• [Stated exercise]:
Reproduce only the data starting with the line that contains "Segment silhouetted skyscraper" and going on through the line that contains "[0, 138, 320, 180]", keeping the request lines unchanged. In the answers, scale every bounding-box coordinate by 1.1 and round to whole numbers, rounding halves up.

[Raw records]
-----
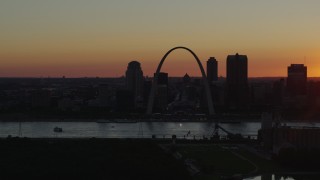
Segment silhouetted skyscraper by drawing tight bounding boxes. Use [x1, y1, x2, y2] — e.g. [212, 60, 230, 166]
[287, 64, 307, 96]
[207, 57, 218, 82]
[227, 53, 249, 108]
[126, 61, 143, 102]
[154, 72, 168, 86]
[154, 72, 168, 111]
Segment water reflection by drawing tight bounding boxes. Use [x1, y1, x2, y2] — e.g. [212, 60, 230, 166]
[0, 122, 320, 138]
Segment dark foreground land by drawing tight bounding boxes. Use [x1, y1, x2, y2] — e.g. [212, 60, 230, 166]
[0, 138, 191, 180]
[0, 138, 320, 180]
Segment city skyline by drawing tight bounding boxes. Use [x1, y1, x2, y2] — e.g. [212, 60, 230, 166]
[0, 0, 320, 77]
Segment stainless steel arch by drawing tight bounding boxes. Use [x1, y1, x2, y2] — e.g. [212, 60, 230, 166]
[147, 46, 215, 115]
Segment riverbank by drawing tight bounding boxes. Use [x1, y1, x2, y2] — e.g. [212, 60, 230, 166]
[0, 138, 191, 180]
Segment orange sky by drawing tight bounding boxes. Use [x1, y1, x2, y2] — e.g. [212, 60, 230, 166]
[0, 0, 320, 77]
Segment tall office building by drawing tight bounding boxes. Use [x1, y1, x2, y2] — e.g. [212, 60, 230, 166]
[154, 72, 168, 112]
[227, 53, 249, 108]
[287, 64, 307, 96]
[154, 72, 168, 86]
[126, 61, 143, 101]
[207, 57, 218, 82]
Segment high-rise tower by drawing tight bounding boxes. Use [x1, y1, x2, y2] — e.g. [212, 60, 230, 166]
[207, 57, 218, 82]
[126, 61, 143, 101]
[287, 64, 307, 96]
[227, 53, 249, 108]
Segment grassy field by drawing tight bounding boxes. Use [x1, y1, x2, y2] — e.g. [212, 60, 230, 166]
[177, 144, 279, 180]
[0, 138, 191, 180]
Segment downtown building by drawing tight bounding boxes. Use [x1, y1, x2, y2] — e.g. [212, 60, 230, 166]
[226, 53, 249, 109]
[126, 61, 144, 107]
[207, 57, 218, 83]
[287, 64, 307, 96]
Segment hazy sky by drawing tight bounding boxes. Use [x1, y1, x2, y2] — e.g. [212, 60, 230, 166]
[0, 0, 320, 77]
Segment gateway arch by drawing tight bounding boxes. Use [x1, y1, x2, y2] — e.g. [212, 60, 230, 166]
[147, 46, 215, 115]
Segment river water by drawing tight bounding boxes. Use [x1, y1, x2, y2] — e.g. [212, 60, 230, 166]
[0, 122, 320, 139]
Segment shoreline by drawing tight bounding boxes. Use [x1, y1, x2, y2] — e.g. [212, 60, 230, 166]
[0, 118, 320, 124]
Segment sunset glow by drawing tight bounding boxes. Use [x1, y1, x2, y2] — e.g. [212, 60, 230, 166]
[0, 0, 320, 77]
-----
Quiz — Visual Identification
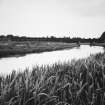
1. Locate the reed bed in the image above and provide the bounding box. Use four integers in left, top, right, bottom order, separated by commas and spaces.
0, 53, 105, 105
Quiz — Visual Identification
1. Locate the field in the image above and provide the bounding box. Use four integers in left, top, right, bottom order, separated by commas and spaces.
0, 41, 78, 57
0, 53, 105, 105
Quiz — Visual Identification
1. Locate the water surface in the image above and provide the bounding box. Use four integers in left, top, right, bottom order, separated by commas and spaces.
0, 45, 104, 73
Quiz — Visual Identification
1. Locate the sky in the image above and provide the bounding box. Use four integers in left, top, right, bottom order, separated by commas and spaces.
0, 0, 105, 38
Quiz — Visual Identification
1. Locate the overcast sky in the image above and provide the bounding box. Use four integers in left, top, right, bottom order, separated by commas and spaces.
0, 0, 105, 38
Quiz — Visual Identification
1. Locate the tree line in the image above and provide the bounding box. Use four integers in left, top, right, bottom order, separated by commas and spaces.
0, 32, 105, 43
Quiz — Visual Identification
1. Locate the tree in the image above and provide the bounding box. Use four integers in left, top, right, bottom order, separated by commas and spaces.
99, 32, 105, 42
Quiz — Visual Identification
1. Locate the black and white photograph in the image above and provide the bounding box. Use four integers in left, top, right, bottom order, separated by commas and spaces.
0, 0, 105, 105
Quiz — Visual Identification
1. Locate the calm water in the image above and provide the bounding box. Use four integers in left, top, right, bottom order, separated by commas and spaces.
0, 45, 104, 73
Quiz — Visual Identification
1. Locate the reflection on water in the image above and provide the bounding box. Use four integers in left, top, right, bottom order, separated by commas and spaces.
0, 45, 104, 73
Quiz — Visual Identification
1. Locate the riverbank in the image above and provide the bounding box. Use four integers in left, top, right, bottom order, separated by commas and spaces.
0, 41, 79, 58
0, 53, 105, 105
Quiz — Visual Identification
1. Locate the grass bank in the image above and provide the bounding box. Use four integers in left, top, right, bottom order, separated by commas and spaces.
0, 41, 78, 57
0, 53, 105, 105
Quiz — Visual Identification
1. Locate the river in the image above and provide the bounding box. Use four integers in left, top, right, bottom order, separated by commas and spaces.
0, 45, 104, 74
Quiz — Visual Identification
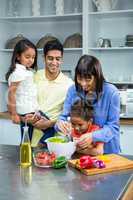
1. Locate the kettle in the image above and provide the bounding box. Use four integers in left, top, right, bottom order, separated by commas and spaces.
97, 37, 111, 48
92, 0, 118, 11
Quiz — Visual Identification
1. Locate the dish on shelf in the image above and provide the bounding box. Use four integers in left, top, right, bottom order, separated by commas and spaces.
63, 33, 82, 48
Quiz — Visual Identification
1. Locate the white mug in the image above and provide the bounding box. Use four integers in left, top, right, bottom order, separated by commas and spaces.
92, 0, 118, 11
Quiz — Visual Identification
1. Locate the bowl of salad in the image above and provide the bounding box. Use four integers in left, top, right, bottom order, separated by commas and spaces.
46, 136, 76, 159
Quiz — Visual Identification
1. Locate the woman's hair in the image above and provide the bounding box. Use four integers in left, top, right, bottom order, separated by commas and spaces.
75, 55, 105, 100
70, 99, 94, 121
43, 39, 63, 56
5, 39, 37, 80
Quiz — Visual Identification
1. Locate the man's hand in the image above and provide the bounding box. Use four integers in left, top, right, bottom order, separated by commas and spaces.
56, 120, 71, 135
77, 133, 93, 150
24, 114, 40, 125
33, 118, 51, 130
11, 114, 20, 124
-----
• [Answer for the task]:
Segment silhouetted skyscraper by drawing tight bounding boxes. Use [x1, y1, x2, y2] — e.g. [212, 60, 230, 166]
[316, 70, 338, 106]
[228, 63, 240, 90]
[250, 58, 274, 119]
[139, 67, 157, 112]
[169, 79, 185, 95]
[169, 79, 185, 122]
Segment water reflection by drawing tight bounding boxes. Use [x1, y1, x2, y2] — e.g. [212, 60, 230, 166]
[0, 134, 352, 152]
Segment dark foreground land by drawing tight bounding boxes. Use [x1, y1, x2, y2] — e.g. [212, 60, 230, 166]
[0, 152, 210, 198]
[0, 152, 352, 198]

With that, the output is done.